## begin
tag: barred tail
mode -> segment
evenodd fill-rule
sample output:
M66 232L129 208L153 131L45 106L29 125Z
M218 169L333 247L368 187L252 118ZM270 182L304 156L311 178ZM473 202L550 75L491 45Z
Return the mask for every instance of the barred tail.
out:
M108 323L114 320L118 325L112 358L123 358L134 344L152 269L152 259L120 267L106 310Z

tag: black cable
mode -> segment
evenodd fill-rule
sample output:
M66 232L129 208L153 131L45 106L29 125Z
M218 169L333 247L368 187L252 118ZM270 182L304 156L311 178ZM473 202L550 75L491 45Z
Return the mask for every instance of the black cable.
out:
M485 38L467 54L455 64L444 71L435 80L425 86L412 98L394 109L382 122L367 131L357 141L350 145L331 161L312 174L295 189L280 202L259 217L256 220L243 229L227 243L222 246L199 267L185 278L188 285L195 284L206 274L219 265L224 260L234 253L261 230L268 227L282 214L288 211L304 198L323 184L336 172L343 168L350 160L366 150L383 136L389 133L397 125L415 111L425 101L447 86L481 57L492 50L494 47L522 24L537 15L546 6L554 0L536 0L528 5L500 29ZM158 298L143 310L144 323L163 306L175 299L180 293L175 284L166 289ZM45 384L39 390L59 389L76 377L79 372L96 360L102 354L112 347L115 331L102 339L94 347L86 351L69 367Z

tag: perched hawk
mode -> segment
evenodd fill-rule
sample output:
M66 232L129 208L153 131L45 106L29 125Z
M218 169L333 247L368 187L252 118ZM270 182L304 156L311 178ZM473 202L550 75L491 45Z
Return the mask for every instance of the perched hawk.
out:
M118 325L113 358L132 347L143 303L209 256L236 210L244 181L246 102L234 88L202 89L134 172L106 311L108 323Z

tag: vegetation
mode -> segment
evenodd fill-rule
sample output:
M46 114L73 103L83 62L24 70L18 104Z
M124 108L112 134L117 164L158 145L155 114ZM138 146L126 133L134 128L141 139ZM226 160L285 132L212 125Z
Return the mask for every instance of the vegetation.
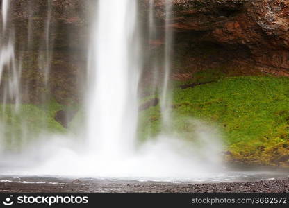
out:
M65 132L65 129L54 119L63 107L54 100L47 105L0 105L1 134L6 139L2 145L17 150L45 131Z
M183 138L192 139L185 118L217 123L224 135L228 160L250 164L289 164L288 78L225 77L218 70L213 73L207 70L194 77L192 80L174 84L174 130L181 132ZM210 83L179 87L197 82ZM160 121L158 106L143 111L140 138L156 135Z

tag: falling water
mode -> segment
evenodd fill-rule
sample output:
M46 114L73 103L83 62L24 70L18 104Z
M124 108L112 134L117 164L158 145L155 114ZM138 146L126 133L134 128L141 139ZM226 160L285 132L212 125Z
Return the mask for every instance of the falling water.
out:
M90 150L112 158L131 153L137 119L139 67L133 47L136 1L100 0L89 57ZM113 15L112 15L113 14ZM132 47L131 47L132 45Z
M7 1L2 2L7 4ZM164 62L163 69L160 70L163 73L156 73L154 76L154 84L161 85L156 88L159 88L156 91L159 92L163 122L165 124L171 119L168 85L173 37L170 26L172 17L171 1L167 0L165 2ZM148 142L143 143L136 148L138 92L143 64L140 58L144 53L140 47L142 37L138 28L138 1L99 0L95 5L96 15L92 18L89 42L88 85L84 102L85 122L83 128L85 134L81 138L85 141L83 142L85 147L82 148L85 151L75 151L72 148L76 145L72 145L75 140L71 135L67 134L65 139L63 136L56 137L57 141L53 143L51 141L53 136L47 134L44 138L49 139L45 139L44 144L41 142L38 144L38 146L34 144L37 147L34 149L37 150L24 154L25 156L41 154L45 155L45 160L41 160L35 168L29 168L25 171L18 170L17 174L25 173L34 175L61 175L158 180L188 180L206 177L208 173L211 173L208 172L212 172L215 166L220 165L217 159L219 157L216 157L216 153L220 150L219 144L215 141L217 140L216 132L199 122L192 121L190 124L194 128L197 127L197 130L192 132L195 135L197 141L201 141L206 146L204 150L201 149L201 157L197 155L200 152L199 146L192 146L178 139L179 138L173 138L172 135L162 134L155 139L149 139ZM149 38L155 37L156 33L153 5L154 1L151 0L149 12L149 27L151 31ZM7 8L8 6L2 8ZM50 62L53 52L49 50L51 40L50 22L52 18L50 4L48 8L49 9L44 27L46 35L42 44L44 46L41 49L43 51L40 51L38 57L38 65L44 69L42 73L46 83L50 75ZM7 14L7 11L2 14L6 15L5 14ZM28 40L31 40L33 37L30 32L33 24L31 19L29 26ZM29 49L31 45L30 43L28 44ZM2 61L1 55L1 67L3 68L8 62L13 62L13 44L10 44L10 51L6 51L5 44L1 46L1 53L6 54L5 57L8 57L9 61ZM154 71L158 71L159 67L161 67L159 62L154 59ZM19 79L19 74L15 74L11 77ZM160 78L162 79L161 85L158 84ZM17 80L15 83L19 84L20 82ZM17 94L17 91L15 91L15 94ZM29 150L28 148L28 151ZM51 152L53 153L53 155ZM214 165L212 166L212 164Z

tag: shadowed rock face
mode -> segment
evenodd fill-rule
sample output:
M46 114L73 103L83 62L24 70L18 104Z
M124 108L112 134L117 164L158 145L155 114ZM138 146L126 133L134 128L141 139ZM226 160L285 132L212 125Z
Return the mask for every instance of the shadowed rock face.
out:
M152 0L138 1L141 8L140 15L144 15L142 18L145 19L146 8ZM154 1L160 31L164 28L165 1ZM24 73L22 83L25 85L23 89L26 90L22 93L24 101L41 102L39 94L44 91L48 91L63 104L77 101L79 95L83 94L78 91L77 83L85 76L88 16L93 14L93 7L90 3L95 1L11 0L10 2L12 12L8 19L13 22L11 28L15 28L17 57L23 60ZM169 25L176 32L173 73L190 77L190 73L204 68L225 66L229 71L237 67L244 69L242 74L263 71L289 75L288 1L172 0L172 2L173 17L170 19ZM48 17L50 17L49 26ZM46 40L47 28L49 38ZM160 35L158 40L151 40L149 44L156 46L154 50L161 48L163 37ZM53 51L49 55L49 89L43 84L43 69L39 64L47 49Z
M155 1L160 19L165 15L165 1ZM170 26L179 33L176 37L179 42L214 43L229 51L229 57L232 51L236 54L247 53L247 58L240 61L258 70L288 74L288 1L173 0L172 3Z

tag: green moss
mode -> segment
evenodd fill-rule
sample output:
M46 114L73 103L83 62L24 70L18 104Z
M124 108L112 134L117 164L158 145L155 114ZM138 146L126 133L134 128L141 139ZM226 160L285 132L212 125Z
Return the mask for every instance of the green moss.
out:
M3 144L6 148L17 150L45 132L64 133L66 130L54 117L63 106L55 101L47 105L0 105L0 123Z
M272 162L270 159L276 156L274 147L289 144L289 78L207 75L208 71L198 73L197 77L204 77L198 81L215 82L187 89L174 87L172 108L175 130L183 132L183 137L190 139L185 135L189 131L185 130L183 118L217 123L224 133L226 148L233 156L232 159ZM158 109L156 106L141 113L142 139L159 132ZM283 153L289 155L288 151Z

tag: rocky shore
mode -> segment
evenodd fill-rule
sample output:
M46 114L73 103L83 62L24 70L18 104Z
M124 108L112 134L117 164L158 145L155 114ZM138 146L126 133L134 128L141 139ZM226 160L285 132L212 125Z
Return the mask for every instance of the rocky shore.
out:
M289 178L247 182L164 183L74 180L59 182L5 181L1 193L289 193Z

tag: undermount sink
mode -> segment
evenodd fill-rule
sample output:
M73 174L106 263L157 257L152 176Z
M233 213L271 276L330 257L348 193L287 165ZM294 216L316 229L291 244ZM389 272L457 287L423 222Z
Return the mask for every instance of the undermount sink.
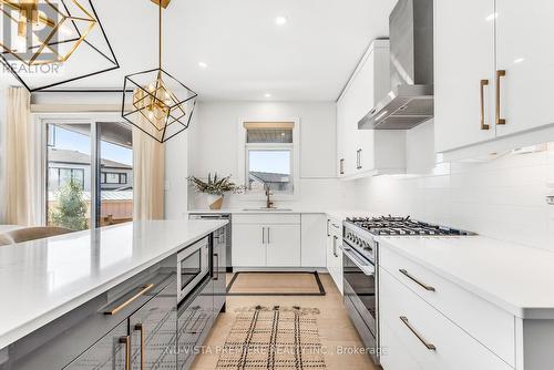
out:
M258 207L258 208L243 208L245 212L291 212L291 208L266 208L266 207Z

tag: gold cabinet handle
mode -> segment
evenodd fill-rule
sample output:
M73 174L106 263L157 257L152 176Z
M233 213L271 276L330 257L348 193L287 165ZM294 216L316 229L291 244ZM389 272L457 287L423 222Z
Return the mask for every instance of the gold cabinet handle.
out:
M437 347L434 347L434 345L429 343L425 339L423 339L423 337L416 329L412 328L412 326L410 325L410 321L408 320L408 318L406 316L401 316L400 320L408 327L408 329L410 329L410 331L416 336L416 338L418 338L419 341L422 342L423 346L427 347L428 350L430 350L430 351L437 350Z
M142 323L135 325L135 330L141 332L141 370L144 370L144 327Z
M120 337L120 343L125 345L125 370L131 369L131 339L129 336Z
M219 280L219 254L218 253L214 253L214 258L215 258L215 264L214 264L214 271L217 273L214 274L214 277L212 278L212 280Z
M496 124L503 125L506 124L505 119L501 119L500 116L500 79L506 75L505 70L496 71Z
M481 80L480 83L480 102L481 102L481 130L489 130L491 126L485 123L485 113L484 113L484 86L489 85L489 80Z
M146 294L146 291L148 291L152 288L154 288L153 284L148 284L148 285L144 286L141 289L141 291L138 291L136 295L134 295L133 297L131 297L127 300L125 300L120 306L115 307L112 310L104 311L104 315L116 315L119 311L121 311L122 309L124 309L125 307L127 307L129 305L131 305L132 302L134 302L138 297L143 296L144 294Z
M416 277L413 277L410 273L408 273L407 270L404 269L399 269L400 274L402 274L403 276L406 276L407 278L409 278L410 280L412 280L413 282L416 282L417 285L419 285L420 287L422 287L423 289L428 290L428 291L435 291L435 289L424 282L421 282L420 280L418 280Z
## end
## begin
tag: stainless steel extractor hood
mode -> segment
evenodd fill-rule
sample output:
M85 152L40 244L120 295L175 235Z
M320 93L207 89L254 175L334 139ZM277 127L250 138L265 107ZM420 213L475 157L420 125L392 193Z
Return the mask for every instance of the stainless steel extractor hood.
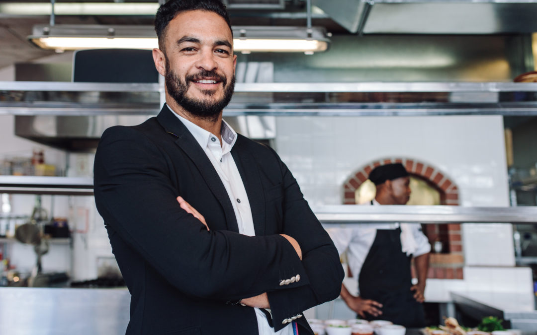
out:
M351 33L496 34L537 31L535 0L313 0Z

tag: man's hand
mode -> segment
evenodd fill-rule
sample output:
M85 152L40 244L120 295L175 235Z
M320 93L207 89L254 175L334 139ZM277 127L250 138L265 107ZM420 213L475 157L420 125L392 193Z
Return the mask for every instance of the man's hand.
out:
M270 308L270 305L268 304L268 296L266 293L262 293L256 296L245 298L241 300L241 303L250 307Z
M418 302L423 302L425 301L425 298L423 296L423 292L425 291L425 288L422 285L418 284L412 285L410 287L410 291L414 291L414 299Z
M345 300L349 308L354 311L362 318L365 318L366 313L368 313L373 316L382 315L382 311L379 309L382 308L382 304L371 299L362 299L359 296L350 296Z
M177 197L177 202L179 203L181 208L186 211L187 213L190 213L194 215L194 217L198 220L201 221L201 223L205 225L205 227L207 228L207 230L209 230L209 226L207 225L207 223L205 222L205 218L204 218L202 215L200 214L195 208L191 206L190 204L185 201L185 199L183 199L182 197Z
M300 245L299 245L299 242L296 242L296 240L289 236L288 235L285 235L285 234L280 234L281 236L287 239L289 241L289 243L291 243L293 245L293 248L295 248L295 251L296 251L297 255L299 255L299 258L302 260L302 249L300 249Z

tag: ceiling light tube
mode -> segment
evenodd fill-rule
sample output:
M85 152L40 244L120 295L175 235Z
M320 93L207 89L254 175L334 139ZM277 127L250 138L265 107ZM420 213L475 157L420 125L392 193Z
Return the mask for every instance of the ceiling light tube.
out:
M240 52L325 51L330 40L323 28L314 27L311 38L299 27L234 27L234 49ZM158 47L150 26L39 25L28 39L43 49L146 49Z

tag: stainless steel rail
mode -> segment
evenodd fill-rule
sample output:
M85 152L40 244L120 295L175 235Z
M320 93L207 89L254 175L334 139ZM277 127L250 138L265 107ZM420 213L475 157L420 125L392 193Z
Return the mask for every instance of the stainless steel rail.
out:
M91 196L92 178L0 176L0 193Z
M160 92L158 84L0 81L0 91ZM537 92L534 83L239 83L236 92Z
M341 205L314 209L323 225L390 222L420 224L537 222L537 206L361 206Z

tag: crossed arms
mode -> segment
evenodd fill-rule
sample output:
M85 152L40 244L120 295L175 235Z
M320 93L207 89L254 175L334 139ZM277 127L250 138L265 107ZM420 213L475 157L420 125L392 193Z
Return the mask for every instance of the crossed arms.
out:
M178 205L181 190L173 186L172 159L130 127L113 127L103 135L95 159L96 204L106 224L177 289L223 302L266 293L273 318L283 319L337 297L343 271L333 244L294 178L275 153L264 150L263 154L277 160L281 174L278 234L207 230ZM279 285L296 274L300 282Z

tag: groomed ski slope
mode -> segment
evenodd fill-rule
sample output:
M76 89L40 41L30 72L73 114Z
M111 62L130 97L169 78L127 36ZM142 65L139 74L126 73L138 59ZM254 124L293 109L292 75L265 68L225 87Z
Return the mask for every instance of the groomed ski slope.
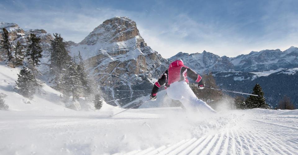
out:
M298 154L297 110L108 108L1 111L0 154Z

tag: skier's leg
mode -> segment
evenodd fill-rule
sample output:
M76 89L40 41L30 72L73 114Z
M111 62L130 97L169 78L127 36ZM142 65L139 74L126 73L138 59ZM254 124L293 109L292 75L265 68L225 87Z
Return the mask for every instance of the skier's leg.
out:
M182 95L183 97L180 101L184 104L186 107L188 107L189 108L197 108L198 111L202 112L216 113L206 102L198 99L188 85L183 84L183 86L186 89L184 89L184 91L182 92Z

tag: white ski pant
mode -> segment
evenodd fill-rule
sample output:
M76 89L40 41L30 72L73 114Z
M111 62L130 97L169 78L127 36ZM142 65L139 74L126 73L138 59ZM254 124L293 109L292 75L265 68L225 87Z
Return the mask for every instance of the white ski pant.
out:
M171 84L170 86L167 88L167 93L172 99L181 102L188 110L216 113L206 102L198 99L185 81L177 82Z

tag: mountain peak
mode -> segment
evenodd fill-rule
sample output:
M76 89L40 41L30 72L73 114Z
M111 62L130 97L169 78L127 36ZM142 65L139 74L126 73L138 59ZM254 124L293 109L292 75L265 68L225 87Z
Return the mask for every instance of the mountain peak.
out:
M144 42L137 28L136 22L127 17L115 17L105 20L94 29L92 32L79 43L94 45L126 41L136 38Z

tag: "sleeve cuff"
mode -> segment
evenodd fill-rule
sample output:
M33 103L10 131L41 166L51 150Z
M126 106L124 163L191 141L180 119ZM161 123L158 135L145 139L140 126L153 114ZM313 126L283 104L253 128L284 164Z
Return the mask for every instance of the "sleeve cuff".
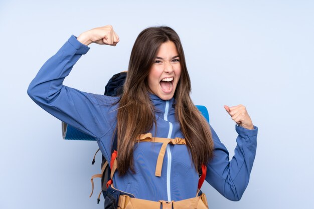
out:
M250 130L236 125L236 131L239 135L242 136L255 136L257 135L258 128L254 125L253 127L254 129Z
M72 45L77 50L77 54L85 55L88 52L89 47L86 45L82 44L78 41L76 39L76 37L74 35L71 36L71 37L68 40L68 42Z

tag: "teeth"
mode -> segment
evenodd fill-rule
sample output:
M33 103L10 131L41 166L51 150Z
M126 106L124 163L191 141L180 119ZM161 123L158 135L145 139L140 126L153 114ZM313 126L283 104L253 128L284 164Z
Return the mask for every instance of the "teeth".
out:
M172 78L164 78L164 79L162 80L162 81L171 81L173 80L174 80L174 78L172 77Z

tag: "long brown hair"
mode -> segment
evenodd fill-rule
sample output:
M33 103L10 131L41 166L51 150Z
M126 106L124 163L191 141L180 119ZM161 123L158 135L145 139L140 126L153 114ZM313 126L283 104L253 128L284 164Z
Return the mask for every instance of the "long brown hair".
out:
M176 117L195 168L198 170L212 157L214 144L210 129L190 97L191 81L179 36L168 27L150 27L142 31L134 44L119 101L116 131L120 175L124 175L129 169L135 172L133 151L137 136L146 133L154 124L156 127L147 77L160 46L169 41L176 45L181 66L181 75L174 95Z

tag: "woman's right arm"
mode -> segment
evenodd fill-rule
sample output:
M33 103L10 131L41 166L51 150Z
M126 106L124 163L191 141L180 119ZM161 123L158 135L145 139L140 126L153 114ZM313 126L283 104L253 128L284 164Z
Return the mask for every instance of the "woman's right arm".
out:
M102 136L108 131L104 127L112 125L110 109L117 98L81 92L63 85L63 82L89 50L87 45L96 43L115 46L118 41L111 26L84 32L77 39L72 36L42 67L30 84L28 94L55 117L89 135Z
## end
Instructions to follow: Copy out every line from the rows above that contains the word "light".

Final result:
tag: ceiling light tube
Return the mask for every instance of the ceiling light tube.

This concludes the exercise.